--- RECORDS PROVIDED ---
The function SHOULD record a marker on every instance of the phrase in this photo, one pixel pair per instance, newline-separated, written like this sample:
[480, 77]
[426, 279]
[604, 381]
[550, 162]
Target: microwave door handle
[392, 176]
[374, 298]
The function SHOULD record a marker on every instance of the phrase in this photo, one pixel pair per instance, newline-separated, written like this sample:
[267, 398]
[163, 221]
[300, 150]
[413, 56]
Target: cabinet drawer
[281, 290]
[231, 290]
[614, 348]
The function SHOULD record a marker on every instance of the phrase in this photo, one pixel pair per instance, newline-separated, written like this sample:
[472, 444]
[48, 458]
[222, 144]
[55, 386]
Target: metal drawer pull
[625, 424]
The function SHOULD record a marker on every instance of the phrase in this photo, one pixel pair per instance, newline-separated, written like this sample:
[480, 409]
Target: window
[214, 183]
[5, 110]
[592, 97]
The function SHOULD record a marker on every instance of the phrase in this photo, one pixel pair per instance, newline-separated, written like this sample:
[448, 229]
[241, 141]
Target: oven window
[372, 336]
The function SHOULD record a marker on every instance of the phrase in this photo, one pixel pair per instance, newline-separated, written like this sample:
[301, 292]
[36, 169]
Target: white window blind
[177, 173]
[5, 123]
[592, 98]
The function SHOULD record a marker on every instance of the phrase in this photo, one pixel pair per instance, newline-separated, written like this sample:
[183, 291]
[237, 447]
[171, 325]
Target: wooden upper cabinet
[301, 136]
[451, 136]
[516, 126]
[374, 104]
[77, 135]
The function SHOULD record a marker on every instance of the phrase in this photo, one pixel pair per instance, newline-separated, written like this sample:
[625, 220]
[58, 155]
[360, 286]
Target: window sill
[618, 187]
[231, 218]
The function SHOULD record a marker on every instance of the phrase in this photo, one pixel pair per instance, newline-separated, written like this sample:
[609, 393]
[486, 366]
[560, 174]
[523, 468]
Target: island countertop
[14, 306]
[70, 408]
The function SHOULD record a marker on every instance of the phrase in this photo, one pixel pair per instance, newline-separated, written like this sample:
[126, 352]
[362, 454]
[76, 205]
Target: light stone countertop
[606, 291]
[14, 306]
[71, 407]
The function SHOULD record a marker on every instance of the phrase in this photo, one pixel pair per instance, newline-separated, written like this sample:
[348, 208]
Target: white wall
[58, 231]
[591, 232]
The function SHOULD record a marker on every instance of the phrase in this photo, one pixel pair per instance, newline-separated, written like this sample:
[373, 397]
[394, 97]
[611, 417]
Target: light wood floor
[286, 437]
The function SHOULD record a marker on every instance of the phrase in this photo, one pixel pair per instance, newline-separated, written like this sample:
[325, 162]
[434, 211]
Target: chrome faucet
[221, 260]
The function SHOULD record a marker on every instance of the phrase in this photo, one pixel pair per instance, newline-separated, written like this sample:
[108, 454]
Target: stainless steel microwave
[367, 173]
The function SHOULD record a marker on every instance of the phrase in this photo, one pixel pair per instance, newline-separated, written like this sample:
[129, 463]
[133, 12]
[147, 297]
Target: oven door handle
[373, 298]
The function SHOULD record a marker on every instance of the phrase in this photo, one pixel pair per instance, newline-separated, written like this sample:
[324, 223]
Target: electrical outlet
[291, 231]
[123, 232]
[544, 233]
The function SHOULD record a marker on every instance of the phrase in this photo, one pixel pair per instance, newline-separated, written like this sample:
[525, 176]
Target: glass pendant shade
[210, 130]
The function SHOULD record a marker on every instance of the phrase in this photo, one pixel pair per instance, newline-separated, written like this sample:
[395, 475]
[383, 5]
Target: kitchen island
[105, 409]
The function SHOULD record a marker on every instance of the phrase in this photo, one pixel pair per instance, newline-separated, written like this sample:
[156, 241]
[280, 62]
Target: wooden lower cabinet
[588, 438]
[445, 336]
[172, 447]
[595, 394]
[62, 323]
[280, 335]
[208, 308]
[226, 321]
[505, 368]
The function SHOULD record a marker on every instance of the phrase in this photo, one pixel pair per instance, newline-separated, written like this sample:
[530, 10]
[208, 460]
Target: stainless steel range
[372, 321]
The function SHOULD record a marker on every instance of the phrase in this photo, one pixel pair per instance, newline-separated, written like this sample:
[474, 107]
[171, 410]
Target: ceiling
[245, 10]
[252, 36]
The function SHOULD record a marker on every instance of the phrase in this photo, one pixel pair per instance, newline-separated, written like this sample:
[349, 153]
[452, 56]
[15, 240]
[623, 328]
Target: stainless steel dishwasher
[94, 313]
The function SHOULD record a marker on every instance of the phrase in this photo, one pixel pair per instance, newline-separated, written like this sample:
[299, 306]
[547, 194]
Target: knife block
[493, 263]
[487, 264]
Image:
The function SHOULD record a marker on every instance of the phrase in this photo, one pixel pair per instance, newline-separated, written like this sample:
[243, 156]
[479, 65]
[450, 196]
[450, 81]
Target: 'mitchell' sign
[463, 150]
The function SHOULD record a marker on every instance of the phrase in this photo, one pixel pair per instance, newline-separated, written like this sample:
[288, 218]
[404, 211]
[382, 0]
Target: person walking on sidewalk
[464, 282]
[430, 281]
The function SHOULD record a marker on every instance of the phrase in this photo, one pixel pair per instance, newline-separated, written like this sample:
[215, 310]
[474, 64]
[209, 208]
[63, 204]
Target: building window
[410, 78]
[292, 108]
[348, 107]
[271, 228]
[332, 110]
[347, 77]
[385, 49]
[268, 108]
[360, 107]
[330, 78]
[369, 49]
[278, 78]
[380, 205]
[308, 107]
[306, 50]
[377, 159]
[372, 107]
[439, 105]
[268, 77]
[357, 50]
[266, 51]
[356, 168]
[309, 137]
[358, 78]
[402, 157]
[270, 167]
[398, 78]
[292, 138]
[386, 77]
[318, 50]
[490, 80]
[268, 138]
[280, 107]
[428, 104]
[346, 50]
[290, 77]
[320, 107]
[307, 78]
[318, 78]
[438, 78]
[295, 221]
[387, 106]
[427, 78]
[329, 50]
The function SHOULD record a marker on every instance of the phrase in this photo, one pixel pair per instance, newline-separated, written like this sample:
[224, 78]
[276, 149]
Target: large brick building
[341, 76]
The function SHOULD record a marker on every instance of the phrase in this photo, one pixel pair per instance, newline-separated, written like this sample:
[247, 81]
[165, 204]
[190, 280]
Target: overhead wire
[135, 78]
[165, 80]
---
## WHAT TO DO
Each line of the listing above should be output exactly.

## REPLY TO THE TASK
The function SHOULD record a marker on every instance of the phrase in this photo, one pixel pair per instance, newline-separated, written like this sample:
[480, 77]
[426, 279]
[604, 381]
[550, 162]
Target: microwave door handle
[392, 176]
[374, 298]
The function SHOULD record a marker on every instance of the phrase in this photo, one pixel pair per instance, newline-separated, written like this sample:
[267, 398]
[163, 221]
[300, 150]
[413, 56]
Target: cabinet drawer
[281, 290]
[231, 290]
[614, 348]
The function SHOULD record a marker on every instance of the phrase in this photo, one pixel pair per instance, newline-separated, written like this sample:
[472, 444]
[48, 458]
[222, 144]
[55, 386]
Target: metal drawer pull
[625, 424]
The function SHOULD record a marker on every instance of the phrase in this photo, one pixel pair per instance, newline-separated, written like this sample:
[480, 409]
Target: window
[214, 183]
[5, 110]
[592, 97]
The function SHOULD record a marker on every instance of the phrase in this photo, one pixel pair per instance, newline-separated, written like this sample:
[448, 229]
[241, 141]
Target: oven window
[372, 336]
The function SHOULD record a marker on every instance of the phrase in this photo, one pixel pair per instance, newline-separated, written like this sample:
[301, 292]
[36, 169]
Target: white window blind
[177, 173]
[5, 123]
[592, 98]
The function SHOULD record a marker on every instance of the phrase in this photo, one pixel pair per instance, newline-separated, written like this sample:
[183, 291]
[237, 447]
[171, 325]
Target: wooden upper cabinet
[301, 136]
[451, 136]
[516, 126]
[374, 104]
[77, 135]
The function SHOULD record a marker on every instance of the phrase in this photo, one pixel pair per instance, newline-separated, written like this sample:
[625, 220]
[58, 155]
[360, 286]
Target: window sill
[618, 187]
[231, 218]
The function SHOULD record a marker on every instance of the phrase in this photo, one pixel pair per instance, newline-separated, written like this sample:
[609, 393]
[486, 366]
[560, 174]
[523, 468]
Target: island countertop
[14, 306]
[70, 408]
The function SHOULD record a marker on every instance of the phrase in this photo, one pixel pair per instance, newline-separated, written like this sample:
[126, 352]
[362, 454]
[76, 205]
Target: light stone countertop
[606, 291]
[14, 306]
[71, 407]
The function SHOULD record a marker on every instance of the phrase in this photo, one pixel pair per instance, newline-separated, written like this sample:
[348, 208]
Target: white wall
[58, 231]
[591, 232]
The function SHOULD record a marker on every instance of the phrase in this photo, one pixel pair per instance, newline-separated, written like this sample:
[373, 397]
[394, 97]
[611, 417]
Target: light wood floor
[286, 437]
The function SHOULD record a marker on every instance of the phrase in this photo, one pixel pair per instance, newline-separated, written like this sample:
[325, 162]
[434, 211]
Target: chrome faucet
[221, 260]
The function SHOULD record a marker on every instance of the phrase in this photo, one pixel pair per instance, newline-separated, written like this sample:
[108, 454]
Target: stainless steel microwave
[367, 173]
The function SHOULD record a marker on every instance of the phrase in this photo, one pixel pair per instance, newline-separated, written like this sample:
[129, 463]
[133, 12]
[147, 297]
Target: oven door handle
[373, 298]
The function SHOULD record a marker on every instance of the phrase in this photo, one pixel pair per instance, newline-separated, written like this sample:
[324, 223]
Target: electrical outlet
[291, 231]
[123, 232]
[544, 233]
The function SHOULD record a marker on every instance of the phrase in this photo, one pixel pair per instance, newline-separated, written like this sample:
[525, 176]
Target: glass pendant shade
[210, 130]
The function SHOULD record a marker on every instance of the phrase in this photo, one pixel pair per instance, newline-separated, written like this sample:
[395, 475]
[383, 5]
Target: kitchen island
[105, 409]
The function SHOULD record a marker on every instance of the phrase in this photo, one pixel pair per instance, newline-separated, written like this sample:
[156, 241]
[280, 62]
Target: wooden lower cabinet
[588, 438]
[445, 336]
[172, 447]
[595, 394]
[62, 323]
[280, 335]
[208, 308]
[226, 321]
[505, 368]
The function SHOULD record a marker on every instance of the phrase in this photo, one pixel pair per instance, newline-separated, written like this sample:
[530, 10]
[208, 460]
Target: stainless steel range
[372, 321]
The function SHOULD record a marker on every instance of the phrase in this photo, one pixel pair per instance, newline-separated, written like this sample:
[474, 107]
[171, 410]
Target: ceiling
[245, 10]
[252, 36]
The function SHOULD record a marker on every instance of the phrase in this photo, one pixel pair per instance, newline-separated, written like this sample:
[349, 153]
[452, 56]
[15, 240]
[623, 328]
Target: stainless steel dishwasher
[94, 313]
The function SHOULD record a marker on every instance of the phrase in this photo, one pixel pair per instance, newline-separated, written like this sample:
[299, 306]
[547, 194]
Target: knife block
[493, 263]
[487, 264]
Image:
The function SHOULD record a marker on every instance of the phrase in this photo, one pixel pair per instance, newline-separated, written like this sample:
[243, 156]
[479, 65]
[450, 196]
[450, 81]
Target: 'mitchell' sign
[463, 150]
The function SHOULD record a marker on every instance of the phrase in this photo, one pixel pair per instance, newline-separated, written like this sample:
[288, 218]
[404, 211]
[382, 0]
Target: person walking on sidewalk
[464, 282]
[430, 281]
The function SHOULD record a marker on every instance of the phrase in this photo, one pixel pair per instance, newline-separated, written like this sample:
[215, 310]
[474, 64]
[209, 208]
[63, 204]
Target: building window
[410, 78]
[292, 108]
[348, 107]
[271, 228]
[332, 110]
[347, 77]
[385, 49]
[268, 108]
[360, 107]
[330, 78]
[369, 49]
[278, 78]
[380, 205]
[308, 107]
[306, 50]
[377, 159]
[372, 107]
[439, 105]
[268, 77]
[357, 50]
[266, 51]
[356, 168]
[309, 137]
[358, 78]
[402, 157]
[270, 167]
[398, 78]
[292, 138]
[386, 77]
[318, 50]
[490, 80]
[268, 138]
[280, 107]
[428, 104]
[346, 50]
[290, 77]
[320, 107]
[307, 78]
[318, 78]
[438, 78]
[295, 221]
[387, 106]
[427, 78]
[329, 50]
The function SHOULD record a marker on every instance of the phrase in this photo, one pixel pair per instance, newline-separated, written like this sample:
[224, 78]
[276, 149]
Target: large brick building
[341, 76]
The function SHOULD record a marker on every instance of the phrase in this photo, one pixel pair per instance, newline-separated, written like this sample:
[247, 81]
[165, 204]
[190, 280]
Target: overhead wire
[135, 78]
[165, 80]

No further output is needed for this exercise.